◆ **The problem**: Copy out the data below verbatim, from the line with "In this exercise you will mark the row" to the line with "(1013, 434)", including both of those lines.
- - -
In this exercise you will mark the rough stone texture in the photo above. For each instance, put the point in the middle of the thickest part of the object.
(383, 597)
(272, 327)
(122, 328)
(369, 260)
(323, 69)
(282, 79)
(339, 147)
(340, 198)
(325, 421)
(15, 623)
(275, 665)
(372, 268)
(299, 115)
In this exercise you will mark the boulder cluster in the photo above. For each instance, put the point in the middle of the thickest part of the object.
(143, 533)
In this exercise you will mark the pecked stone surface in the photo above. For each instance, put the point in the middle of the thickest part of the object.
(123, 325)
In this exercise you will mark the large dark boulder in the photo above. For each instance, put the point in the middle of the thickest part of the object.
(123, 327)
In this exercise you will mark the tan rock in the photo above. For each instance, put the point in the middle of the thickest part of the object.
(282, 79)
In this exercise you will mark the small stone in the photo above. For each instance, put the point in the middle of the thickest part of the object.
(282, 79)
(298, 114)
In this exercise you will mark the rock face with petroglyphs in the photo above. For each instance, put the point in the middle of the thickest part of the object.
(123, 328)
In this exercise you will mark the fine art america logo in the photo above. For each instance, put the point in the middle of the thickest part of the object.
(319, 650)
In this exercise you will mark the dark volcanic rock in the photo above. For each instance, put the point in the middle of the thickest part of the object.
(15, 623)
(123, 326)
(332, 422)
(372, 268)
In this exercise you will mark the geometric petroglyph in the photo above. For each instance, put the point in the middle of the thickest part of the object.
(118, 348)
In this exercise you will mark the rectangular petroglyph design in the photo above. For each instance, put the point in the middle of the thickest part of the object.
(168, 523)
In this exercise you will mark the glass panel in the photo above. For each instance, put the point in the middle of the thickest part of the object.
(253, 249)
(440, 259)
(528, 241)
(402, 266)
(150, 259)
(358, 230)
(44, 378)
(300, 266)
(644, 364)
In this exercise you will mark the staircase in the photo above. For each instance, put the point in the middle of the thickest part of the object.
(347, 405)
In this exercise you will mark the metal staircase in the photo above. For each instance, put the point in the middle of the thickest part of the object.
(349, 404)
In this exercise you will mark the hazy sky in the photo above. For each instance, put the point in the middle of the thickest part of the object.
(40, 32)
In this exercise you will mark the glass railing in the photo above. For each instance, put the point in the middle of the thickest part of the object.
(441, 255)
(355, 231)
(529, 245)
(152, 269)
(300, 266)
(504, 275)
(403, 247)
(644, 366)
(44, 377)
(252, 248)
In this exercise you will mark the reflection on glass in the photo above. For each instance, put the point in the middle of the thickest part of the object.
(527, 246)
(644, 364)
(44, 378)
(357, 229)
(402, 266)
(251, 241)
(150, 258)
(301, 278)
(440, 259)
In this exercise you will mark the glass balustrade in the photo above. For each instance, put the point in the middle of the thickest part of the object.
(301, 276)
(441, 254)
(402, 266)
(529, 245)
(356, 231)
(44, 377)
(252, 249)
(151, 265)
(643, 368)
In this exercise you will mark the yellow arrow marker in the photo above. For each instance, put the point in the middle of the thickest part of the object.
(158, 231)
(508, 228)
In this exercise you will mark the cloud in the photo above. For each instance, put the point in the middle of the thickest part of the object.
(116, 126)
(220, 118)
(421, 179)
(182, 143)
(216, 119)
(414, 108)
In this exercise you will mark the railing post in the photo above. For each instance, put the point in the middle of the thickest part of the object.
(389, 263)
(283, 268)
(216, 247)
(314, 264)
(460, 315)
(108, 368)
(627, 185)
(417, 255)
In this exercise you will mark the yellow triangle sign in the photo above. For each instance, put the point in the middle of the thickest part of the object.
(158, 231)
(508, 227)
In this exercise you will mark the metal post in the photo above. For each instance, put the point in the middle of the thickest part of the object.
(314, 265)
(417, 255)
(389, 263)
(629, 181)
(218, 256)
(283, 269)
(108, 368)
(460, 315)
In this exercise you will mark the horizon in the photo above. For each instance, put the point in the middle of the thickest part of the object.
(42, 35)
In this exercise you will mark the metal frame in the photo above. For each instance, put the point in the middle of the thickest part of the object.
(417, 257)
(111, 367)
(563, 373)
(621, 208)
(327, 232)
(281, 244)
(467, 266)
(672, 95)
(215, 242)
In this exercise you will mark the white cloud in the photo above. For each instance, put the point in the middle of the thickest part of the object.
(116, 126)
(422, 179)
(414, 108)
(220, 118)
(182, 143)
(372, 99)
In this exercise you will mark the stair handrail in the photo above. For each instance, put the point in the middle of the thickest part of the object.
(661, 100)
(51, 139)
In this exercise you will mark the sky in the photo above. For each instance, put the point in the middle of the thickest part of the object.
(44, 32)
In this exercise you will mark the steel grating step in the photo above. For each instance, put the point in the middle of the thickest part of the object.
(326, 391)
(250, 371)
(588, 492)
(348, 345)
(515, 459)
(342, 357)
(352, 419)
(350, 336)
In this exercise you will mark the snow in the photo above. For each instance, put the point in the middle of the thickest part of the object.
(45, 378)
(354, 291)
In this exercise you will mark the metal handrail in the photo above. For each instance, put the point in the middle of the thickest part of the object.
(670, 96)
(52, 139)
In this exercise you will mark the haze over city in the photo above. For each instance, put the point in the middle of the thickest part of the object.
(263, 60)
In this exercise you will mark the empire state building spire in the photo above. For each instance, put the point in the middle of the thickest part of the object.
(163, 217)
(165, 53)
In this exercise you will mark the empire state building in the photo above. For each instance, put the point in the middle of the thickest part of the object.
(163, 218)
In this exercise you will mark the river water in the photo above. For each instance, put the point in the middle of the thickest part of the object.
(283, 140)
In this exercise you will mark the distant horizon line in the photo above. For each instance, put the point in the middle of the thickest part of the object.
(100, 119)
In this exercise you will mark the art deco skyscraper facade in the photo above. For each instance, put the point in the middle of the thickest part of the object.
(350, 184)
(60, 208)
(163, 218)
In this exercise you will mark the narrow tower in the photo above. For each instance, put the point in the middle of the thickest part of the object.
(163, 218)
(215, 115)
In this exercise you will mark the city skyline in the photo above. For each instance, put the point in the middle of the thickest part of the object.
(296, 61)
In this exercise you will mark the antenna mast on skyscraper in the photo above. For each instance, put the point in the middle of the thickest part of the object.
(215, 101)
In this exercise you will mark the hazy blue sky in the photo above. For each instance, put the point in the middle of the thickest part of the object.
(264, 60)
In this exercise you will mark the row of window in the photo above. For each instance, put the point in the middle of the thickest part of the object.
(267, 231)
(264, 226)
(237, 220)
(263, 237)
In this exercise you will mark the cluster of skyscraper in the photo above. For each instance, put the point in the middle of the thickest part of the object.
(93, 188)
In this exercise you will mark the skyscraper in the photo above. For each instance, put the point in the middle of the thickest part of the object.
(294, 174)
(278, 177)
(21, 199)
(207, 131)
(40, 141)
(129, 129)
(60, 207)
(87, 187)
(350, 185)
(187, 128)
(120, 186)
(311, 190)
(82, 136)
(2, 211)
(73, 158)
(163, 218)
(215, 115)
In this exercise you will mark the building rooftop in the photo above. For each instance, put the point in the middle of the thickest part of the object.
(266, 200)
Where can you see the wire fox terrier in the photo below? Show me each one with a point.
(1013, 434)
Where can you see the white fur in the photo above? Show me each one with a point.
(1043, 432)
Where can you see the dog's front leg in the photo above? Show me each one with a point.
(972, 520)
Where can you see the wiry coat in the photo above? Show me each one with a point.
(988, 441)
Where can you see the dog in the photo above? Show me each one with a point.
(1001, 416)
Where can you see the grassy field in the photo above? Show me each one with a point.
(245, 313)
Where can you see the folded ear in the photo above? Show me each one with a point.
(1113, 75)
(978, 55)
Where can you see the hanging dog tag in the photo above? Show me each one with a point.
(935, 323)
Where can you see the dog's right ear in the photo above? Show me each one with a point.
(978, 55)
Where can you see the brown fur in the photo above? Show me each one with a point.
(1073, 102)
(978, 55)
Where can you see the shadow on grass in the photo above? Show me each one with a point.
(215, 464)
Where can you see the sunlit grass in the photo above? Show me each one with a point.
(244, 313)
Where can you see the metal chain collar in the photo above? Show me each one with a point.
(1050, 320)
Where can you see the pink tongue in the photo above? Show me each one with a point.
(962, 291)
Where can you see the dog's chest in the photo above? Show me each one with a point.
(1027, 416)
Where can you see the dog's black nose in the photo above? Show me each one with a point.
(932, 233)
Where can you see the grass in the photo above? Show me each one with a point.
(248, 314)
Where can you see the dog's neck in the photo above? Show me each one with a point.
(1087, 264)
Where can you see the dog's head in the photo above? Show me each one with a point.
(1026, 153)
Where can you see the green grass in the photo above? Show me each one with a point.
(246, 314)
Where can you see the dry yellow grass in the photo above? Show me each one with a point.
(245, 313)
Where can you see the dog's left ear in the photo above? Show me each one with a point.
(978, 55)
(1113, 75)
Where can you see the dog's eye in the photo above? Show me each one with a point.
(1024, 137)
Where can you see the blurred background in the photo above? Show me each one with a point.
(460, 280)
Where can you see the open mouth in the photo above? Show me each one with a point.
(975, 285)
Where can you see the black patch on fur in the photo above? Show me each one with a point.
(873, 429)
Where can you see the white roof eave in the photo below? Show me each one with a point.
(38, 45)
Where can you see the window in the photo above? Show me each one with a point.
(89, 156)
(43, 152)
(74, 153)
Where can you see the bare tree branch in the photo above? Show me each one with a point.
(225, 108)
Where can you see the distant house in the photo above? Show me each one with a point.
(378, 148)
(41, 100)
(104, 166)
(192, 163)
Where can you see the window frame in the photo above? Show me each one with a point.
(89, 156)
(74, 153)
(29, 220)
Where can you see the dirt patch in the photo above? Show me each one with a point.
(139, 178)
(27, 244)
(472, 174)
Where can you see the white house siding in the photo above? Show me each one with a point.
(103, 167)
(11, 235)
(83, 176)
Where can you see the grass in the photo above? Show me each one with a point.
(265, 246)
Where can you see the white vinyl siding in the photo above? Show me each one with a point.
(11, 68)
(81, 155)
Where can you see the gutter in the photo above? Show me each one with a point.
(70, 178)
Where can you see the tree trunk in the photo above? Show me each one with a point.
- - -
◆ **Solution below**:
In this exercise you will mark the row of window in the photo above. For each instance, put the point in the middle of the thickest part of the object.
(267, 231)
(264, 226)
(237, 220)
(263, 237)
In this exercise you will mark the cluster of skyscraper in the photo above. For each instance, put the point in the middle of the thickest part of the object.
(93, 188)
In this exercise you will mark the skyscraper in the photo above. For each instance, put the point in the middle of the thickest part of the object.
(294, 174)
(278, 177)
(21, 199)
(207, 131)
(40, 141)
(129, 129)
(60, 207)
(87, 187)
(350, 185)
(187, 128)
(120, 186)
(311, 190)
(82, 136)
(2, 211)
(73, 158)
(163, 218)
(215, 115)
In this exercise you will mark the building rooftop in the photo above. For each instance, put the point in the middle of the thickest part of the object.
(266, 200)
Where can you see the wire fox terrier in the photo below? Show me each one with a point.
(1013, 434)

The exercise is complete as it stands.